--- Start Exercise inputs ---
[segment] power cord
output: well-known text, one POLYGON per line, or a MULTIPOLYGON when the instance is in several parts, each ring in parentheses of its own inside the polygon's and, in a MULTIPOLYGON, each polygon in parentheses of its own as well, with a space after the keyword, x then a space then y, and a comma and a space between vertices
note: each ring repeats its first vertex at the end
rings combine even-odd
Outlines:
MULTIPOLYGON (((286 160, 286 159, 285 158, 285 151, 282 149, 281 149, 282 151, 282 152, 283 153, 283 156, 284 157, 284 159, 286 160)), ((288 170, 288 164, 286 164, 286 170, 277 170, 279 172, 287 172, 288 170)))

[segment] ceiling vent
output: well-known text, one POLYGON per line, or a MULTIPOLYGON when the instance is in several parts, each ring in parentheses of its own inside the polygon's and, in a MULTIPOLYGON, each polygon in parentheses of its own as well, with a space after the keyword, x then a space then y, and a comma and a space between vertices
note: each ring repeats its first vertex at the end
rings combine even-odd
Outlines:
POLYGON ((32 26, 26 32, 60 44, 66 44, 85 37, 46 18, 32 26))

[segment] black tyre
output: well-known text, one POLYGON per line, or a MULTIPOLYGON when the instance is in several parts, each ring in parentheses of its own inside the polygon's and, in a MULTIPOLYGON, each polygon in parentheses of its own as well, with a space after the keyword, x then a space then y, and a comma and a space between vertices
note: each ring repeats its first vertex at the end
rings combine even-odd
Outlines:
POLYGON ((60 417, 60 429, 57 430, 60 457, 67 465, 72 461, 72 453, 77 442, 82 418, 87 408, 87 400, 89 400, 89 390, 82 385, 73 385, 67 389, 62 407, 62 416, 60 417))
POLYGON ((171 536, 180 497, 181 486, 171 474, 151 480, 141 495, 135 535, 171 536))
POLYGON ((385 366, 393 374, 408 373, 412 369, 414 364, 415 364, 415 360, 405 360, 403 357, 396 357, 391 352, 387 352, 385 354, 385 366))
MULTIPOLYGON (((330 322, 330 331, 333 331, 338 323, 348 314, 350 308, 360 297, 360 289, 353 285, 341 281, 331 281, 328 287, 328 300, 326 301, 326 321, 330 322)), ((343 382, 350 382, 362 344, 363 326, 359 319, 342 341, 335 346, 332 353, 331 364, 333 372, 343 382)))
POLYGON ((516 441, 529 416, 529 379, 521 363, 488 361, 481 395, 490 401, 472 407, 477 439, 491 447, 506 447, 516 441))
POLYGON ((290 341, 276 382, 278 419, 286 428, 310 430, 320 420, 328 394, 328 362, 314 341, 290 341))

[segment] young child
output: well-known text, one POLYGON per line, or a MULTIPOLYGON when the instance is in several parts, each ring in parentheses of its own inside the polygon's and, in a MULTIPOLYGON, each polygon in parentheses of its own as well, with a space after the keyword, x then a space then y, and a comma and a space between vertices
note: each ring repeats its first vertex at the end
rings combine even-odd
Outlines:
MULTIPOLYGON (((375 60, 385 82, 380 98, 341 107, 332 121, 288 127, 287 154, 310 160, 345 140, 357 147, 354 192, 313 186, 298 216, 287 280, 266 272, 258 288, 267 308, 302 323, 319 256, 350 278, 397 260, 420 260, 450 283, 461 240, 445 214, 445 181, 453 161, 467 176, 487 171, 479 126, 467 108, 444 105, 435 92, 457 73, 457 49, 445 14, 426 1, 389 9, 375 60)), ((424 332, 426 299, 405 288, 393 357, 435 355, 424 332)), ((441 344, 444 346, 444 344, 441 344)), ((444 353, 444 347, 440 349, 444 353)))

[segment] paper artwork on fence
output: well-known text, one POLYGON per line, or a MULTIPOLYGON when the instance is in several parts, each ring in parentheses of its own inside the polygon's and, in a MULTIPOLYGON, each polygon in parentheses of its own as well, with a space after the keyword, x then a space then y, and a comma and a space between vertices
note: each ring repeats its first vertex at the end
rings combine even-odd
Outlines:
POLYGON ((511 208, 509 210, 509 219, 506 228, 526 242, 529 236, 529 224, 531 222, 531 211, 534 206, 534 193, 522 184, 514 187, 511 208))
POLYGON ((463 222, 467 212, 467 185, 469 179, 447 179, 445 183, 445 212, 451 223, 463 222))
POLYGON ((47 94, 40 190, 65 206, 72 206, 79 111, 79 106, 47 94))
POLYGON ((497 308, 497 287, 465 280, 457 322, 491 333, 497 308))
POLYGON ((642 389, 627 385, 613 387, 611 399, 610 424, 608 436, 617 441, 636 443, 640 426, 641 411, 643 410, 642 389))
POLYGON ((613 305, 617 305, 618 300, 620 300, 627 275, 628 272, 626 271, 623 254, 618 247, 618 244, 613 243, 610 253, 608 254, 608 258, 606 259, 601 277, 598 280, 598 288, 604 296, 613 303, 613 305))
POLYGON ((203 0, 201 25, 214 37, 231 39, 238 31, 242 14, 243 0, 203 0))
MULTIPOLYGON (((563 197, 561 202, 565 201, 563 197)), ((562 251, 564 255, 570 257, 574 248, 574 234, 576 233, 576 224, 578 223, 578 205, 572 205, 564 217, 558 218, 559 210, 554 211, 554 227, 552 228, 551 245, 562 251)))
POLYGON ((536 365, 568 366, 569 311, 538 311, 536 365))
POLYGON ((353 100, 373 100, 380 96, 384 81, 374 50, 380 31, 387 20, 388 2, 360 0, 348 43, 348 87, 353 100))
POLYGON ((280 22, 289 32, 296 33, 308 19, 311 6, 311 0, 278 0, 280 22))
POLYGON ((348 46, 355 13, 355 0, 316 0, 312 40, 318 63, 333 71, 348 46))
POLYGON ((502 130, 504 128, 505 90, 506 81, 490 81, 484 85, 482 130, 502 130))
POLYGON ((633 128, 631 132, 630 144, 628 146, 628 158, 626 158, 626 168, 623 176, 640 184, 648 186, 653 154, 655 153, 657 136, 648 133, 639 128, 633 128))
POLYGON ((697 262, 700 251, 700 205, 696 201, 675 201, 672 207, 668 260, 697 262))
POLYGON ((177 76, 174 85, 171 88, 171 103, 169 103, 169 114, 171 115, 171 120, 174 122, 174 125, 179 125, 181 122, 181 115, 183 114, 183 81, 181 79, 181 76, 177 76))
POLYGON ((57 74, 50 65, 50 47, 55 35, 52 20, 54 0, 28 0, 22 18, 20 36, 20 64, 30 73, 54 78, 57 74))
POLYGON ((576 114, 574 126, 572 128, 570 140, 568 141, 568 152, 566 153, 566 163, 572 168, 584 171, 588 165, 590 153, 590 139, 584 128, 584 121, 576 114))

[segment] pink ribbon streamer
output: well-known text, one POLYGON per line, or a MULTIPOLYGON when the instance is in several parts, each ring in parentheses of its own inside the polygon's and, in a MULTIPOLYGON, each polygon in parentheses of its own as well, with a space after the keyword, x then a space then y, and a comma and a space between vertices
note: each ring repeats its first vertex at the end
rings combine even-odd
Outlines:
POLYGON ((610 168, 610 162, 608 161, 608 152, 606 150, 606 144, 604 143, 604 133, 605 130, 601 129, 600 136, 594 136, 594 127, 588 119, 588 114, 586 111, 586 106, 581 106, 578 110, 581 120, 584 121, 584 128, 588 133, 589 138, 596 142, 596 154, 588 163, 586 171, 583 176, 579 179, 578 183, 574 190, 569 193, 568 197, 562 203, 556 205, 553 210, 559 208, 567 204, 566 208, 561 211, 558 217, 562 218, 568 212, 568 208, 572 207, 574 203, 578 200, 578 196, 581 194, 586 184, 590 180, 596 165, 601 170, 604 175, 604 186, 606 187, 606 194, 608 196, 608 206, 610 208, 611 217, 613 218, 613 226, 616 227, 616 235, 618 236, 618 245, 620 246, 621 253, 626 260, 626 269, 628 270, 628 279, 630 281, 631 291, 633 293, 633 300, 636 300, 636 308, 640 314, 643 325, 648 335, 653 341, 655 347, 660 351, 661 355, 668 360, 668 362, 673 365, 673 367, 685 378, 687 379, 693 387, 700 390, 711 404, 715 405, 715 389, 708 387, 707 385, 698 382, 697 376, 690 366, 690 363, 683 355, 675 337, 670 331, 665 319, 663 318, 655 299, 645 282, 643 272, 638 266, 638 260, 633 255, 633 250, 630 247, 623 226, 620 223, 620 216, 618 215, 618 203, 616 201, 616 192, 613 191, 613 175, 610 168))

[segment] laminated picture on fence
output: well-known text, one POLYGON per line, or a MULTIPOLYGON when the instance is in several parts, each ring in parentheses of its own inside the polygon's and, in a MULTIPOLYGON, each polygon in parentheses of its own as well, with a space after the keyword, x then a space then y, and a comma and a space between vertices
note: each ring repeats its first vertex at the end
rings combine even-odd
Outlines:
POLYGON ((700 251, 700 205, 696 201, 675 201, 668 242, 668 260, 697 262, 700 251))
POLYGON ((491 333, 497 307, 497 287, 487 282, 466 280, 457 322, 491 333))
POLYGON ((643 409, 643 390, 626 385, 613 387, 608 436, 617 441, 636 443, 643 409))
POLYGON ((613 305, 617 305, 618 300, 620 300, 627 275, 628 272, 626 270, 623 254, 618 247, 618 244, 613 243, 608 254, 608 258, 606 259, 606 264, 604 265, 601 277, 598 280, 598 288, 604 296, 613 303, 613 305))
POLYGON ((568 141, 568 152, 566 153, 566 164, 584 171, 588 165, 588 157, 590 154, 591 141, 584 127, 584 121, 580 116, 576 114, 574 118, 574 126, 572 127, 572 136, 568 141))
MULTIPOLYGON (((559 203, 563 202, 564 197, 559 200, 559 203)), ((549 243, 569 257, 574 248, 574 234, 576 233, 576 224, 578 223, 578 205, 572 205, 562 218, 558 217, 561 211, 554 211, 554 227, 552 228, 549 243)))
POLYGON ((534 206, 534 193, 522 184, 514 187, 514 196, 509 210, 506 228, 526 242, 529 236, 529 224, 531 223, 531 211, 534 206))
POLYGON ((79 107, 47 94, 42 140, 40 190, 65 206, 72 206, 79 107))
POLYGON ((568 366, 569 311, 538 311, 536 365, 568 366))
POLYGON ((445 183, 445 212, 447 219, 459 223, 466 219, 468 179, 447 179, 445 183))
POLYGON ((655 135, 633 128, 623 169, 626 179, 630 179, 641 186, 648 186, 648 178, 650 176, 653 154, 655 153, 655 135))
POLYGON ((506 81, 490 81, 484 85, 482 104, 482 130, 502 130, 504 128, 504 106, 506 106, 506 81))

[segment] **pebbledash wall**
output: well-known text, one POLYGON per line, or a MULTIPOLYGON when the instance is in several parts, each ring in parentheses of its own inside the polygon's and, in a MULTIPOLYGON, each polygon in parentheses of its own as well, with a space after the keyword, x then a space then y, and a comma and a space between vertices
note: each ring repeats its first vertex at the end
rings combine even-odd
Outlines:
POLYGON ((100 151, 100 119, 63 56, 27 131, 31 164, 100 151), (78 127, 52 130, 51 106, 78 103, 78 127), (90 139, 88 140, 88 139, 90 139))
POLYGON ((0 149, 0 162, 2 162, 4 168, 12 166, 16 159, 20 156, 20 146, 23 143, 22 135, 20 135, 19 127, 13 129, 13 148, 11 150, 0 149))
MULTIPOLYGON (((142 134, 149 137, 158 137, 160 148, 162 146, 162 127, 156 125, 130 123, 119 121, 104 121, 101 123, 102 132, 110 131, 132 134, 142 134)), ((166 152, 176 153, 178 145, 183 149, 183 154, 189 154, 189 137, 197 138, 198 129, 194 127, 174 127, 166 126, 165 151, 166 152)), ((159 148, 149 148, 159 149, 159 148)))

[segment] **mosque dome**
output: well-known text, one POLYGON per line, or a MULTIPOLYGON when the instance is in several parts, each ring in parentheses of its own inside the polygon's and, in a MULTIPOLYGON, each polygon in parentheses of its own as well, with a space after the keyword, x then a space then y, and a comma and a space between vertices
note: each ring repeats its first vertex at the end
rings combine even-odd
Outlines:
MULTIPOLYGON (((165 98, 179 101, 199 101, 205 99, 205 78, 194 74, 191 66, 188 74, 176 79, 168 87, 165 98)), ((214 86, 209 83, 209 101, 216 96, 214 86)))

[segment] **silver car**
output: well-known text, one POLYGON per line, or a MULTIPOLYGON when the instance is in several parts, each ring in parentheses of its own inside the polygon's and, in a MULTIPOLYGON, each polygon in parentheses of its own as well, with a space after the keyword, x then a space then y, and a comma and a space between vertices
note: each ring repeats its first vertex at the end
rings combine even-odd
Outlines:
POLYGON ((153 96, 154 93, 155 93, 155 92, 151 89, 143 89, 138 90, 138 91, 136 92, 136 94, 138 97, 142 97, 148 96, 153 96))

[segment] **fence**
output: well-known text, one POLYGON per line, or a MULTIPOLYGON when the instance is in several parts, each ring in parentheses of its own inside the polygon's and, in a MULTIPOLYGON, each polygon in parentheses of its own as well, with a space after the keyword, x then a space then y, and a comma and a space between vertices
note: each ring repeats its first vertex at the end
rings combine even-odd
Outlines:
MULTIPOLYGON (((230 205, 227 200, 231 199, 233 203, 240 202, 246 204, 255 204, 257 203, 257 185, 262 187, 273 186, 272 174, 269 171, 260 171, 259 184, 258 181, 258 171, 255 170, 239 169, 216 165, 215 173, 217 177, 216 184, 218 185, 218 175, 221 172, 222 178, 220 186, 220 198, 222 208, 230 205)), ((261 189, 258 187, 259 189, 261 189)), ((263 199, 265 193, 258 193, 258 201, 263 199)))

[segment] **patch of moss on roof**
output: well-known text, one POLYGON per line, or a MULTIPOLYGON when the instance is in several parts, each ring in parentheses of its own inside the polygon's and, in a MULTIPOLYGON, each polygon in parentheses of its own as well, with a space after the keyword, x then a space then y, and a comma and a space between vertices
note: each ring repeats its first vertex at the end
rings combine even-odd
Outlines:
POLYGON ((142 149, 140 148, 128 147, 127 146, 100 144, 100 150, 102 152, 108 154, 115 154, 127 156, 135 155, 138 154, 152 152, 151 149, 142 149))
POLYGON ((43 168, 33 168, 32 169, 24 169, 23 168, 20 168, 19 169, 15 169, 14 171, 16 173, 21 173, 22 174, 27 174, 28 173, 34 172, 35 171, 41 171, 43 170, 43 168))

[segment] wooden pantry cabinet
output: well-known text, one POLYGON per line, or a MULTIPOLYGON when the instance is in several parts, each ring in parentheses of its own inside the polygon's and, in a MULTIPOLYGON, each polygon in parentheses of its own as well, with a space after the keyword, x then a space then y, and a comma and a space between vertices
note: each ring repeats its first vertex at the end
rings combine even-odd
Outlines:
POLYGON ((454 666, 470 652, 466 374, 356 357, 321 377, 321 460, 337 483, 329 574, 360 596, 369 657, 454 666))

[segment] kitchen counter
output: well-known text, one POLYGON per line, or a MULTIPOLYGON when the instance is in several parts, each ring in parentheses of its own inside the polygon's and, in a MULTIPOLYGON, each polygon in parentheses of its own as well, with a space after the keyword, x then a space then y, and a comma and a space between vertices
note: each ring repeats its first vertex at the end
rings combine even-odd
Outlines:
--- End Exercise inputs ---
Reproduce everything from the line containing "[segment] wooden pantry cabinet" down to the line containing "POLYGON ((454 666, 470", both included, and leave the other lines unchanged. In the outlines, multiply every vertex coordinate by 1.05 and round it to a whole number, rounding halves up.

[segment] wooden pantry cabinet
output: well-known text, one POLYGON per line, or a MULTIPOLYGON when the instance is in several parts, each ring in parentheses of its own inside the polygon's and, in a MULTIPOLYGON, each polygon in parentheses of its own as well, with a space after the keyword, x then a space then y, and a comma and a space between vertices
note: each ring repeats its first vertex at the end
rings combine even-odd
Outlines:
POLYGON ((477 699, 494 685, 489 393, 374 375, 337 396, 337 483, 354 507, 345 603, 378 626, 387 690, 477 699))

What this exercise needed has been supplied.